| Task to complete |
After counting the lines below that hold the word "background", reply with the count and nothing else.
Material for this exercise Block Start
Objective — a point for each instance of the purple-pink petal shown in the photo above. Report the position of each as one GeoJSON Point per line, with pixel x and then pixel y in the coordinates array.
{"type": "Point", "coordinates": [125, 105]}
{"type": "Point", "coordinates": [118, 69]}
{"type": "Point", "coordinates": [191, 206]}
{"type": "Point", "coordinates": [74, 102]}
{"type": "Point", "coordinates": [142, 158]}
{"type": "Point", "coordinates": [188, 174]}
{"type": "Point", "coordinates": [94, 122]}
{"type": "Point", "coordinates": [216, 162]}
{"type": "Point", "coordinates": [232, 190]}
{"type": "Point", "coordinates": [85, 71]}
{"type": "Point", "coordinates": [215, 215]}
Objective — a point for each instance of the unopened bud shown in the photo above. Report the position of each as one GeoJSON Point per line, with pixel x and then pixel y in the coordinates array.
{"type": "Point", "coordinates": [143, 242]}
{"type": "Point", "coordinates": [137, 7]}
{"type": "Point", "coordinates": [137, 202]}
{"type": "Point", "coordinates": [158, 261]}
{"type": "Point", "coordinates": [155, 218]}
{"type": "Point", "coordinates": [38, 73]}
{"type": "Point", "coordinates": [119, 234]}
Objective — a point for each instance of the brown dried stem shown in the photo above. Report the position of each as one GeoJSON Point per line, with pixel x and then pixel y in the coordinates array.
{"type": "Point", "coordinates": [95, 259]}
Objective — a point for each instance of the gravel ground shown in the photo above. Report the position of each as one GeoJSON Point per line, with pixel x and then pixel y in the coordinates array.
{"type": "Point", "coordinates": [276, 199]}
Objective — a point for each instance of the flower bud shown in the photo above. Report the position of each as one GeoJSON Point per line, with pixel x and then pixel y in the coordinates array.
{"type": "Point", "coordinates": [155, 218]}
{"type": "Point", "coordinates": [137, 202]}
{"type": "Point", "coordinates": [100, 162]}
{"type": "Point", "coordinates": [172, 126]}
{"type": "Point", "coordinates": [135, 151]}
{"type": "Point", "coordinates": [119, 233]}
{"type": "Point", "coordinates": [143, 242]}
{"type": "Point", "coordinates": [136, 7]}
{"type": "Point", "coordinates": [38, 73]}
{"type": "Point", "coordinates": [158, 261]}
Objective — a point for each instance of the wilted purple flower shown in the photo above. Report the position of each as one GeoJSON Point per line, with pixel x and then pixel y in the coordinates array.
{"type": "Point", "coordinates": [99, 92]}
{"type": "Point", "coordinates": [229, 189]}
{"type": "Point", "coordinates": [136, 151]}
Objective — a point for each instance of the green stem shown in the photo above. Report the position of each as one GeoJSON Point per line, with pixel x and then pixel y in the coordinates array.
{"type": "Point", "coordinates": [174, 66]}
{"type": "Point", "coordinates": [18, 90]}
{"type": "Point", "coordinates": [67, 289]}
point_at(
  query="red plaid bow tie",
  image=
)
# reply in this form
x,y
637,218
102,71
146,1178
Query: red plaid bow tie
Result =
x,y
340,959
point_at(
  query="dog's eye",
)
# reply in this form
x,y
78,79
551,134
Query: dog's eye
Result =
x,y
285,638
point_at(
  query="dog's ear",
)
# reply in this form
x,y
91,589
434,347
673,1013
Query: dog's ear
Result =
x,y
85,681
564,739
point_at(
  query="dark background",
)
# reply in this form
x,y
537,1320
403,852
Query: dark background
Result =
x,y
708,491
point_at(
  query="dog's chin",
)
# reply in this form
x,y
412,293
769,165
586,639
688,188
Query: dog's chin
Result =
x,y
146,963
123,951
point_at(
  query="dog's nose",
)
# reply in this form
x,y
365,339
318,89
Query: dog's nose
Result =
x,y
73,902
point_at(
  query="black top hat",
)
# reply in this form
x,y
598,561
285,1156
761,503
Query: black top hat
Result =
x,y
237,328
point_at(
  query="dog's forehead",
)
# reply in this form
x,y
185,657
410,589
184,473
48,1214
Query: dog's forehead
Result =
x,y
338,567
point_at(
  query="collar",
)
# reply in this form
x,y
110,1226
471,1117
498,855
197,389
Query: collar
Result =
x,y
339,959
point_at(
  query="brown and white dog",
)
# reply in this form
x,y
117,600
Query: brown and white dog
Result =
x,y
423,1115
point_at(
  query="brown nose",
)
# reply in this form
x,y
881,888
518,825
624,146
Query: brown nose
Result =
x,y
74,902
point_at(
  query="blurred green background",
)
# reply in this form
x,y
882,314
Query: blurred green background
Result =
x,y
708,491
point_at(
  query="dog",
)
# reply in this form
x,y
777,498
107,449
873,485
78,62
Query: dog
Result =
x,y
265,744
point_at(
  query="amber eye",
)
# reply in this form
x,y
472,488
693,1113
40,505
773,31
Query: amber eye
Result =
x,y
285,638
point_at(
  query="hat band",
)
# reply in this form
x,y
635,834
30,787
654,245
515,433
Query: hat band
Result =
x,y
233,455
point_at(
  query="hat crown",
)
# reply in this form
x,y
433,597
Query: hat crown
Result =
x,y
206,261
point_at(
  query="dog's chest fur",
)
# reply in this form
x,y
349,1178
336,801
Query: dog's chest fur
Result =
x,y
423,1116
Material for this exercise Block End
| Solution for this problem |
4